▸ **What you need to do**:
From the material below, extract the stretch from the line containing "point: woman's ear" through the line containing "column 627, row 269", and reproduce those lines verbatim and nothing else.
— start of Supplied records —
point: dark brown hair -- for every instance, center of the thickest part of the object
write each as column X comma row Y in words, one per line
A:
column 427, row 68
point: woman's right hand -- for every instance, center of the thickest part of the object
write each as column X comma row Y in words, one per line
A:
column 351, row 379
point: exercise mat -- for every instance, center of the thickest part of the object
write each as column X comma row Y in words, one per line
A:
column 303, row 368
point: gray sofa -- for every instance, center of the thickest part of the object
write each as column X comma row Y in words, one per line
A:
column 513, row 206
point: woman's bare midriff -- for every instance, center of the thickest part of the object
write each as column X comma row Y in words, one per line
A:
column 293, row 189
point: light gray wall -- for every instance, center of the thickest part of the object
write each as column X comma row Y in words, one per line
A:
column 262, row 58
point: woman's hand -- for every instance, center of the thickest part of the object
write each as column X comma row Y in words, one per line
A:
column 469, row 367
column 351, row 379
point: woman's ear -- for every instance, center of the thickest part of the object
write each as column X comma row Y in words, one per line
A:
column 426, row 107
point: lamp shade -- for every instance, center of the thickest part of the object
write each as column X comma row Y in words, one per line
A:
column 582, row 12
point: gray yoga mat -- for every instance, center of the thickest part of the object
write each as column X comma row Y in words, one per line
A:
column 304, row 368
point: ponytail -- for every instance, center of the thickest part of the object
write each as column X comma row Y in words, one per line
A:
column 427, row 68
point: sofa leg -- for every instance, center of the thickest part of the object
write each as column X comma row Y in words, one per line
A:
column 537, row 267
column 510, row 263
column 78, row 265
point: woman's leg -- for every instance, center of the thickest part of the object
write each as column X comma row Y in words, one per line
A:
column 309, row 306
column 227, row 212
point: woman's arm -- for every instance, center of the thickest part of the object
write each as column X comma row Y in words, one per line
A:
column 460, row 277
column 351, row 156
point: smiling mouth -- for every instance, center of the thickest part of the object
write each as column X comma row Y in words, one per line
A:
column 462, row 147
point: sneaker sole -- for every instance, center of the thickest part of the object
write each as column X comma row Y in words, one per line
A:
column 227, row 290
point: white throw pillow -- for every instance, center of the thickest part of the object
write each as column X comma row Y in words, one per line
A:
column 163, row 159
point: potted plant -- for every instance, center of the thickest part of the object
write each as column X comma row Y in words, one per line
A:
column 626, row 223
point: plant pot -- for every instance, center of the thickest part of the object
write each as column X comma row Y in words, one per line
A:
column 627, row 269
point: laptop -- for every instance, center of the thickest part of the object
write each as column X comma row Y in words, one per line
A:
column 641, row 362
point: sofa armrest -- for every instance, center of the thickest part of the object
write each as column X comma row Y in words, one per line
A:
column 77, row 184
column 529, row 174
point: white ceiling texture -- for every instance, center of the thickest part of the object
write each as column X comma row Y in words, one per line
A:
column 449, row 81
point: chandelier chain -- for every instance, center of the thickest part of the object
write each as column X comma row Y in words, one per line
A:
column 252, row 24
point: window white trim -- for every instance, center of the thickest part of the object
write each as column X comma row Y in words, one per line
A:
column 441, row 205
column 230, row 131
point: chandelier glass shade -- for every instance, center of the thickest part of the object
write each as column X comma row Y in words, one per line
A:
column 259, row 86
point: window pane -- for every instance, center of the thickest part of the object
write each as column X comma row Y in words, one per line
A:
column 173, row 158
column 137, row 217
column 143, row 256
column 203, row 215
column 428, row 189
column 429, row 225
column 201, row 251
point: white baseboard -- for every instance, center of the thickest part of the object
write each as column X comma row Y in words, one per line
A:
— end of Supplied records —
▸ **Solution**:
point: woman's ear -- for every instance, center of the thickest part of the object
write each as column X comma row Y in words, one per line
A:
column 426, row 107
point: lamp shade -- for every instance, center of the thickest part of the object
write each as column X comma row Y in words, one per line
A:
column 582, row 12
point: gray yoga mat -- for every instance, center of the thickest part of the object
write each as column X comma row Y in words, one per line
A:
column 304, row 368
point: ponytail -- for every instance, center of the thickest part of the object
write each as column X comma row Y in words, one per line
A:
column 427, row 68
point: sofa leg -- for every instance, center of the thickest part of the object
write each as column X comma row Y in words, one per line
A:
column 537, row 267
column 510, row 263
column 78, row 265
point: woman's leg -- for every instance, center of the thickest part of the object
write each as column X comma row Y in words, one per line
A:
column 309, row 306
column 227, row 212
point: woman's arm -- for every instance, center of the thickest part of the object
write each as column X comma row Y in words, one per line
A:
column 460, row 277
column 351, row 156
point: smiling mouth -- for every instance, center of the thickest part of the object
write each as column X comma row Y in words, one per line
A:
column 462, row 147
point: sneaker sole -- for every instance, center of the thickest part of the object
write each as column X comma row Y in words, one per line
A:
column 227, row 290
point: white throw pillow -- for every instance, center of the thickest part of the object
write each as column X comma row Y in words, one per line
A:
column 163, row 159
point: potted plant -- for every instance, center of the thickest part of the object
write each as column X comma row Y in words, one per line
A:
column 626, row 223
point: plant pot -- for every instance, center of the thickest part of the object
write each as column X comma row Y in words, one per line
A:
column 627, row 269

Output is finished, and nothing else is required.